Source |
The layout of this paper is as follows: Sect. 2 introduces the essence of nonlinear electro-elasticity with free space. Section 3 describes TO for the electro-elastic problem. Finally, Sect. 4 illustrates numerical examples where topology optimization of EAP is carried out with the consideration of free space. Finally, Sect. 5 provides some concluding remarks.

2 Nonlinear electro-elasticity with freespace

This section presents a brief introduction to the formulation and computation of geometrically nonlinear electro-elasticity immersed in the surrounding free space.

2.1 Kinematics and state equations

Consider an EAP \({\mathcal {B}}_0\) immersed in the surrounding free space (vacuum) \(\Omega _0\) in their material configuration at time \(t_0\). Subsequently, due to deformation, the EAP and the free space will occupy a spatial configuration \({\mathcal {B}}_t\) and \(\Omega _t\) at time t (\(t>t_0\)), as shown in Fig. 1. The transformation of the EAP into the spatial configuration is defined by a deformation map \({\varvec{\varphi }}\). The deformation map is associated with the deformation gradient \({\varvec{F}}\), which is defined as follows:

$$\begin{aligned} {\varvec{F}} = \nabla _{X} {\varvec{\varphi }}. \end{aligned}$$

(1)

Here, \(\nabla _{X}\) is the gradient operator with respect to material coordinates \({\varvec{X}}\). The deformation gradient \({\varvec{F}}\) is associated with the Jacobian J and the right Cauchy-Green strain tensor \({\varvec{C}}\), which are defined as follows:

$$\begin{aligned} J = \textrm{det} \left( {{\varvec{F}}} \right) ; \qquad {\varvec{C}}={\varvec{F}}^\top \cdot {\varvec{F}}. \end{aligned}$$

(2)

We can characterize the quasi-static elastic problem through the balance of linear momentum, which can be written as follows:

$$\begin{array}{ll} \textrm{Div} {\varvec{P}} + {\varvec{f}}_0= {\varvec{0}}& \quad \mathrm{in\ } {\mathcal {B}}_0 \cup \Omega _0;\\ \llbracket {\varvec{P}} \rrbracket \cdot {\varvec{N}}= {\varvec{t}}_0& \quad \mathrm{on}\; \Gamma _0^t;\\ {\varvec{\varphi }}= \overline{{\varvec{\varphi }}}& \quad \mathrm{on}\; \Gamma _0^\varphi .\\ \end{array}$$

(3)

What needs to be done |
In the text on nonlinear electro-elasticity, which two quantities are associated with the deformation gradient F?

Entries |

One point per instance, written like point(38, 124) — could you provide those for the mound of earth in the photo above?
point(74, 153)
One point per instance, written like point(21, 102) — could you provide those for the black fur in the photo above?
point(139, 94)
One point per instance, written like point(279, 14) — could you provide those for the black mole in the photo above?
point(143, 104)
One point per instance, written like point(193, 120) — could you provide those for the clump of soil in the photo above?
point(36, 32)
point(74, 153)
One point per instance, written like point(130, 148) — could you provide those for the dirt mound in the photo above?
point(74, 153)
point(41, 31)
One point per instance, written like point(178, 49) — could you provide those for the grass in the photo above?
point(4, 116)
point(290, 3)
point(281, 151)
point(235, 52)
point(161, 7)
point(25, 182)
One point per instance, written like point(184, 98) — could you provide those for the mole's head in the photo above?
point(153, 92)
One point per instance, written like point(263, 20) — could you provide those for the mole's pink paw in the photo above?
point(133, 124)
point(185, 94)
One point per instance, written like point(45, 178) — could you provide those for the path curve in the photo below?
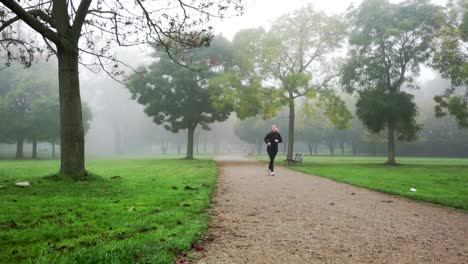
point(298, 218)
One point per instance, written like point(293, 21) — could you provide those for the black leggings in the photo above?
point(272, 155)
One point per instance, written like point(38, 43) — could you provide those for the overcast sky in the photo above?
point(260, 13)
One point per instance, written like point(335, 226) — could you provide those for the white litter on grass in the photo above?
point(23, 184)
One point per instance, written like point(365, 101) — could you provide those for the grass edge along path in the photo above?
point(442, 181)
point(135, 211)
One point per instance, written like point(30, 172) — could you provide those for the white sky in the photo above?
point(260, 13)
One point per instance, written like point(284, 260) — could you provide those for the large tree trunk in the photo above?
point(19, 147)
point(34, 152)
point(190, 132)
point(391, 145)
point(292, 116)
point(72, 135)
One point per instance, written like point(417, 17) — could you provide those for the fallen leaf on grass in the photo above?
point(180, 260)
point(198, 247)
point(23, 184)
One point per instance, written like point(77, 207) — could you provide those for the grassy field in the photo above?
point(437, 180)
point(135, 211)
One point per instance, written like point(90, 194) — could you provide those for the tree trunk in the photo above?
point(391, 145)
point(198, 144)
point(179, 148)
point(311, 148)
point(292, 116)
point(53, 149)
point(19, 147)
point(353, 148)
point(331, 146)
point(164, 147)
point(117, 139)
point(190, 132)
point(72, 135)
point(34, 152)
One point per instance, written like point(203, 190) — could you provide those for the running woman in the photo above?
point(272, 139)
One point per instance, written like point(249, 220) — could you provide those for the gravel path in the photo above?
point(297, 218)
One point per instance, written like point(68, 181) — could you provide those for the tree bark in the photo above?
point(179, 148)
point(292, 116)
point(258, 144)
point(19, 147)
point(72, 134)
point(331, 146)
point(190, 133)
point(34, 152)
point(117, 139)
point(311, 148)
point(391, 144)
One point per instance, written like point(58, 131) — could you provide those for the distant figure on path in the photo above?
point(272, 139)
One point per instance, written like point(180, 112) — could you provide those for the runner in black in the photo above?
point(272, 139)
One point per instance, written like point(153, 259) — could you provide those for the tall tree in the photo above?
point(178, 97)
point(296, 58)
point(73, 29)
point(451, 59)
point(388, 43)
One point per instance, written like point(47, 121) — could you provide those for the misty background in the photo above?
point(120, 127)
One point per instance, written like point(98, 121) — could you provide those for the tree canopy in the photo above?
point(180, 98)
point(388, 44)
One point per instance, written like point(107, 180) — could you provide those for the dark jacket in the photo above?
point(270, 138)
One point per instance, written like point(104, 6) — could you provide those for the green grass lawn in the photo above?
point(149, 213)
point(437, 180)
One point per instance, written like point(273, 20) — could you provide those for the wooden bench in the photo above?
point(297, 158)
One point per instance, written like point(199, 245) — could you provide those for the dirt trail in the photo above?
point(297, 218)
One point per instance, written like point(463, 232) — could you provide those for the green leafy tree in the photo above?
point(388, 43)
point(294, 59)
point(87, 31)
point(451, 59)
point(180, 98)
point(252, 130)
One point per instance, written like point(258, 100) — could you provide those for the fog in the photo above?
point(120, 127)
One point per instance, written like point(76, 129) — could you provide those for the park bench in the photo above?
point(297, 158)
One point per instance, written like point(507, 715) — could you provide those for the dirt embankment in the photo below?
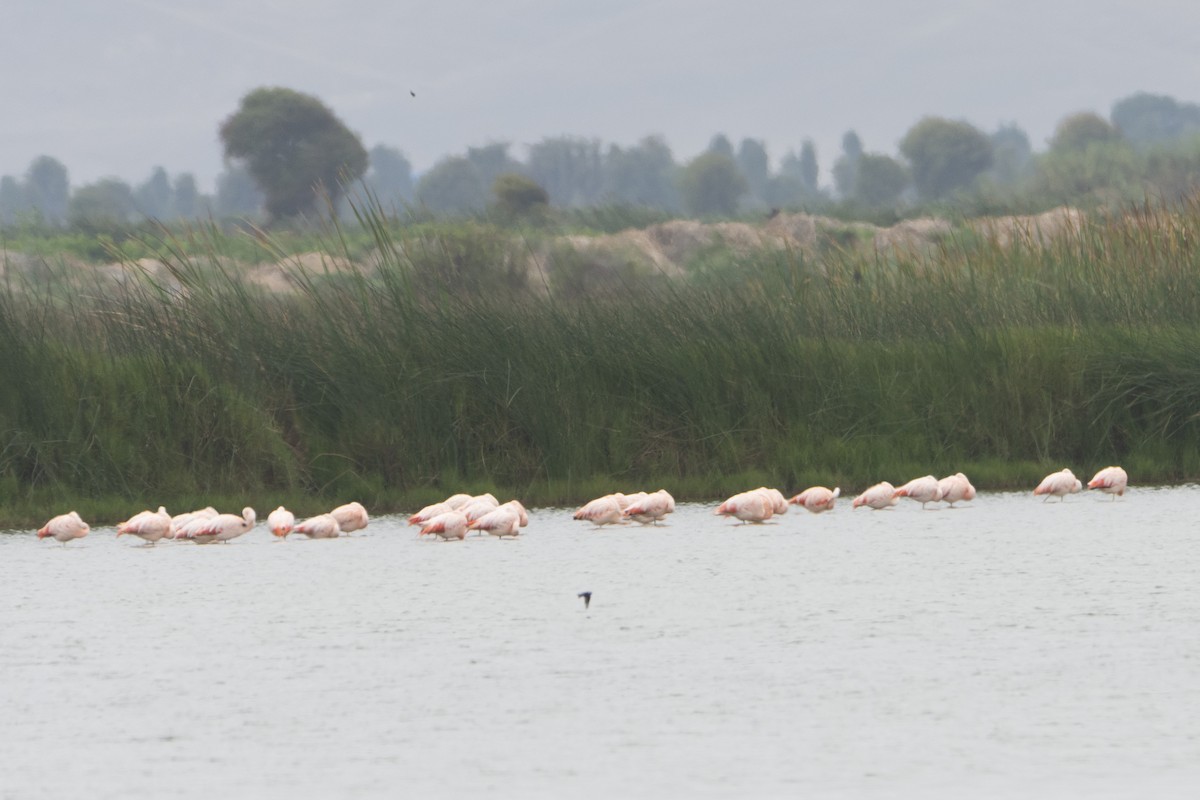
point(666, 248)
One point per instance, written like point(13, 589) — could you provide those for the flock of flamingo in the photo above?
point(460, 513)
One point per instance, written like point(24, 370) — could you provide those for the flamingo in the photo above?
point(955, 487)
point(430, 511)
point(221, 528)
point(601, 511)
point(651, 509)
point(351, 516)
point(64, 528)
point(457, 500)
point(1110, 480)
point(149, 525)
point(504, 521)
point(321, 527)
point(881, 495)
point(181, 519)
point(816, 498)
point(281, 522)
point(775, 498)
point(1059, 485)
point(451, 524)
point(922, 489)
point(749, 506)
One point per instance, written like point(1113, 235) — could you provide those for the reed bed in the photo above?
point(438, 370)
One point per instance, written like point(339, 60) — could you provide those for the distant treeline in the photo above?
point(1147, 148)
point(401, 384)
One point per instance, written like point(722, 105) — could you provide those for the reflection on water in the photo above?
point(1009, 648)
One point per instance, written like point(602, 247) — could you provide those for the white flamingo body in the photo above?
point(817, 499)
point(748, 506)
point(601, 511)
point(922, 489)
point(955, 488)
point(321, 527)
point(651, 509)
point(351, 516)
point(149, 525)
point(1110, 480)
point(64, 528)
point(1059, 485)
point(281, 522)
point(429, 512)
point(503, 521)
point(881, 495)
point(223, 527)
point(451, 524)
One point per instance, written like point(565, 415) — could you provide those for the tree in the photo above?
point(453, 186)
point(517, 196)
point(155, 196)
point(880, 181)
point(48, 190)
point(390, 176)
point(1083, 130)
point(945, 155)
point(711, 185)
point(103, 205)
point(295, 149)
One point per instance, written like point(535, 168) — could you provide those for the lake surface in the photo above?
point(1009, 648)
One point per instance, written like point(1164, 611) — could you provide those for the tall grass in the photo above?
point(442, 367)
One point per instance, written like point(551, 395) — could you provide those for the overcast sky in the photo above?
point(119, 86)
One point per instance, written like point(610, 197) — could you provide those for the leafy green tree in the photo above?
point(1147, 120)
point(103, 205)
point(453, 186)
point(155, 197)
point(571, 169)
point(390, 176)
point(945, 155)
point(643, 175)
point(517, 196)
point(48, 190)
point(845, 169)
point(295, 148)
point(711, 185)
point(880, 181)
point(1083, 130)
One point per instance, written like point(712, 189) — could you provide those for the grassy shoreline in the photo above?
point(426, 376)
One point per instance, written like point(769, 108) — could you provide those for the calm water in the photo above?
point(1009, 648)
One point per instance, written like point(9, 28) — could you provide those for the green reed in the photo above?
point(439, 368)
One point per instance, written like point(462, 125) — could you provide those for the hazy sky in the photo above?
point(118, 86)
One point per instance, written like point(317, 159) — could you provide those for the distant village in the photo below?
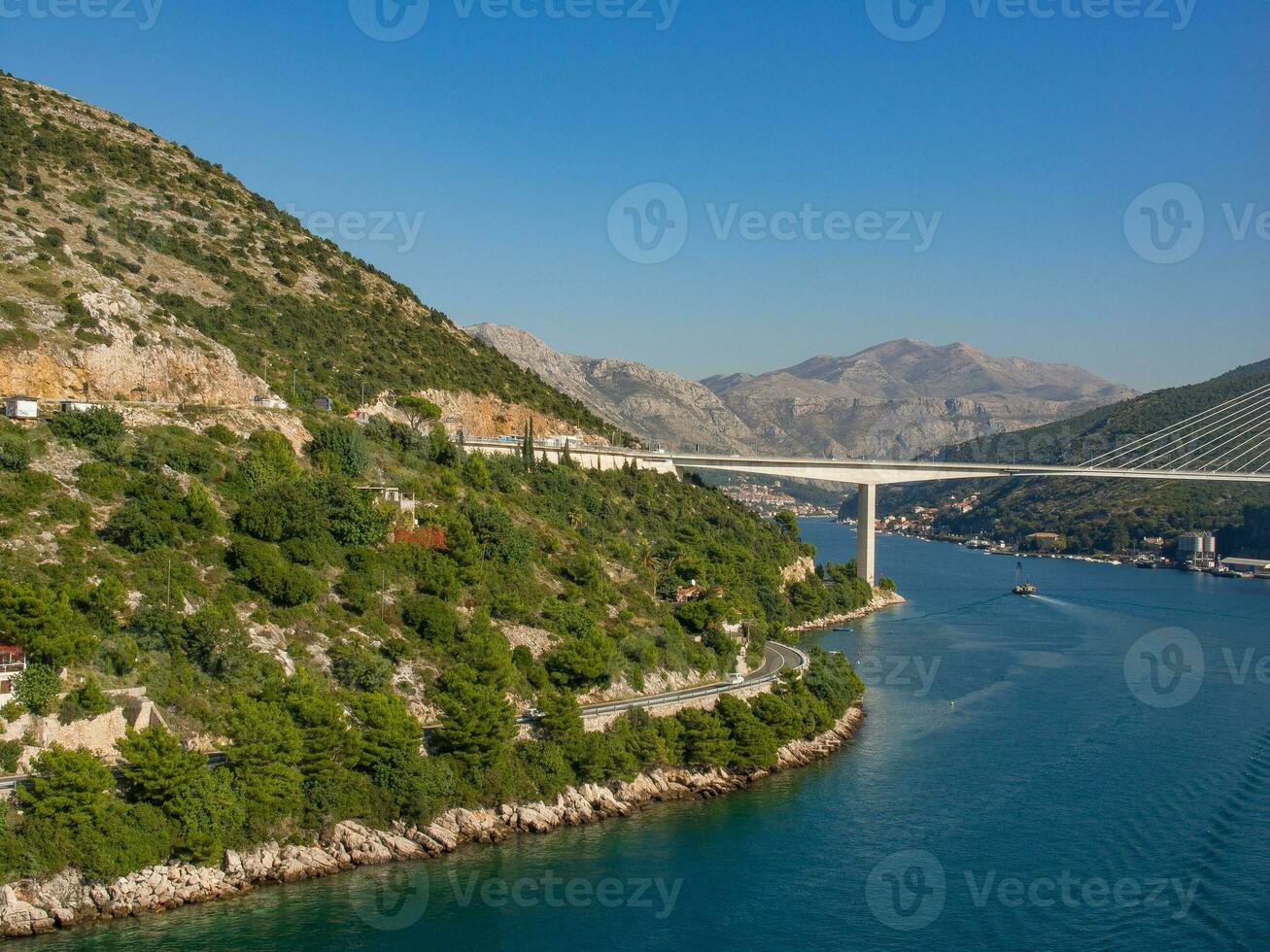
point(769, 500)
point(1191, 551)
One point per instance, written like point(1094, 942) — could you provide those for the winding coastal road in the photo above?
point(776, 659)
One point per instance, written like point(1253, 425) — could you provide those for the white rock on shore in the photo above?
point(34, 906)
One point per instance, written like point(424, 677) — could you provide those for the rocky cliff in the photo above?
point(36, 906)
point(900, 400)
point(131, 268)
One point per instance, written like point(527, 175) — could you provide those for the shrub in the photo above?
point(357, 667)
point(102, 480)
point(96, 429)
point(84, 702)
point(432, 620)
point(16, 452)
point(260, 566)
point(339, 447)
point(9, 753)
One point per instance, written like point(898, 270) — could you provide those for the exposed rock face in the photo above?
point(881, 599)
point(652, 404)
point(133, 355)
point(29, 907)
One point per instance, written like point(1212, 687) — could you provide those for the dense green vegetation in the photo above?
point(280, 609)
point(176, 549)
point(309, 318)
point(1105, 516)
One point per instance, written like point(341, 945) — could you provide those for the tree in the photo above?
point(390, 732)
point(264, 758)
point(45, 625)
point(209, 815)
point(478, 720)
point(562, 719)
point(753, 741)
point(528, 446)
point(339, 447)
point(70, 787)
point(329, 744)
point(357, 667)
point(787, 525)
point(580, 662)
point(432, 620)
point(86, 700)
point(37, 688)
point(418, 410)
point(706, 741)
point(156, 768)
point(15, 452)
point(269, 460)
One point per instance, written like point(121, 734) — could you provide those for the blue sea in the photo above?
point(1087, 769)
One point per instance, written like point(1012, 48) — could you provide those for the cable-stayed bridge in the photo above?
point(1225, 443)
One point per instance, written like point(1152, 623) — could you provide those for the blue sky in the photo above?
point(1020, 140)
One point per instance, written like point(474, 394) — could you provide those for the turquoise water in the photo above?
point(1016, 785)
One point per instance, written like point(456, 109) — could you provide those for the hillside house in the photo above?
point(404, 503)
point(19, 408)
point(13, 662)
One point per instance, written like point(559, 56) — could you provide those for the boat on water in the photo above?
point(1022, 586)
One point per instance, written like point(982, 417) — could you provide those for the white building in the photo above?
point(13, 662)
point(1257, 567)
point(21, 408)
point(1196, 550)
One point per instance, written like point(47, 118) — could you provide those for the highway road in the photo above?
point(777, 658)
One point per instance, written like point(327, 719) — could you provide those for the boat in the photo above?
point(1022, 587)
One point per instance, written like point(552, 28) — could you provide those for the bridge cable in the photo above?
point(1128, 448)
point(1244, 433)
point(1185, 441)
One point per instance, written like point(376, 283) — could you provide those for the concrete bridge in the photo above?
point(1174, 454)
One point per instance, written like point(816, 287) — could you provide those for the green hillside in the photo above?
point(1103, 514)
point(256, 575)
point(103, 197)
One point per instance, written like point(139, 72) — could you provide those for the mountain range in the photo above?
point(902, 398)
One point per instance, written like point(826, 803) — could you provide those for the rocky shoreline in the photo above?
point(881, 599)
point(36, 906)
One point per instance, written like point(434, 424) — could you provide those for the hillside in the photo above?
point(901, 398)
point(132, 269)
point(905, 398)
point(652, 404)
point(298, 593)
point(1104, 514)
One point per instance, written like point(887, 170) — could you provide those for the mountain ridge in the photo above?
point(897, 398)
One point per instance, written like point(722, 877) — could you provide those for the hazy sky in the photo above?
point(839, 187)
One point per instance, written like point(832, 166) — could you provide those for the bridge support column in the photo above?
point(867, 533)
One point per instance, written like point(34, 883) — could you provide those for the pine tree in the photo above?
point(155, 766)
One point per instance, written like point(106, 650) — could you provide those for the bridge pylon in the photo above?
point(867, 533)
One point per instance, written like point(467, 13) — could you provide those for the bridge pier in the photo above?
point(867, 533)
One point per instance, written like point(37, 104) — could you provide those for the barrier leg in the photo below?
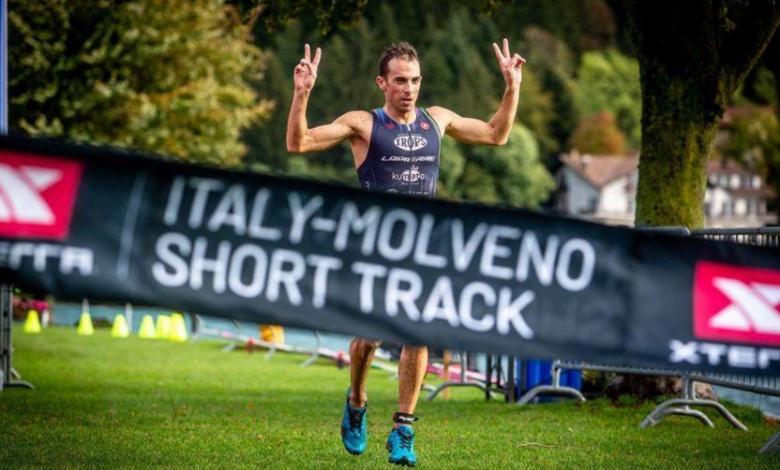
point(9, 377)
point(670, 407)
point(464, 382)
point(554, 389)
point(682, 406)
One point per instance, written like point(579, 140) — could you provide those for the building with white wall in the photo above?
point(603, 188)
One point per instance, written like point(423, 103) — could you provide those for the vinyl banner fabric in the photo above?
point(84, 222)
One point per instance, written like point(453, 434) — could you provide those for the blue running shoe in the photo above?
point(354, 431)
point(400, 443)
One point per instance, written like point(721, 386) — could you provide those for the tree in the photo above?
point(511, 174)
point(599, 135)
point(609, 81)
point(692, 56)
point(167, 77)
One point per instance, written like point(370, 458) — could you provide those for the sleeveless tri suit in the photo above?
point(402, 158)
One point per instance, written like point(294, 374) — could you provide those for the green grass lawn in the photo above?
point(104, 402)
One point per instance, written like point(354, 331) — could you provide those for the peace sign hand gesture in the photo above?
point(511, 66)
point(305, 73)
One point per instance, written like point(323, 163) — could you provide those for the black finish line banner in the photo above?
point(78, 221)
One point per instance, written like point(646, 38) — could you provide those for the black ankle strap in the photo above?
point(403, 418)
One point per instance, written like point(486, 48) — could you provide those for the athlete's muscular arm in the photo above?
point(300, 138)
point(495, 131)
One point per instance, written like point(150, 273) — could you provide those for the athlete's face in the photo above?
point(401, 85)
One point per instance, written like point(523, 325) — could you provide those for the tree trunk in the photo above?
point(692, 57)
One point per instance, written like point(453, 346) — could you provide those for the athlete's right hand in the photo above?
point(305, 73)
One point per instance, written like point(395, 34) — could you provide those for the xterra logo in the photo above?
point(37, 195)
point(736, 304)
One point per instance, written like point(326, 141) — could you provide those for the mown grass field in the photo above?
point(104, 402)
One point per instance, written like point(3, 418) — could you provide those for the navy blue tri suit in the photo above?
point(402, 158)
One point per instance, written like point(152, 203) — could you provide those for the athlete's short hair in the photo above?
point(402, 50)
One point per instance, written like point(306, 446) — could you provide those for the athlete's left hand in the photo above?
point(511, 66)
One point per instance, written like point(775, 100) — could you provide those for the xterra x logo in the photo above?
point(736, 304)
point(37, 195)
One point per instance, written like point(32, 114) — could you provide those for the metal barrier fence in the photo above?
point(765, 237)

The reply |
The Jacobian J and the right Cauchy-Green strain tensor C.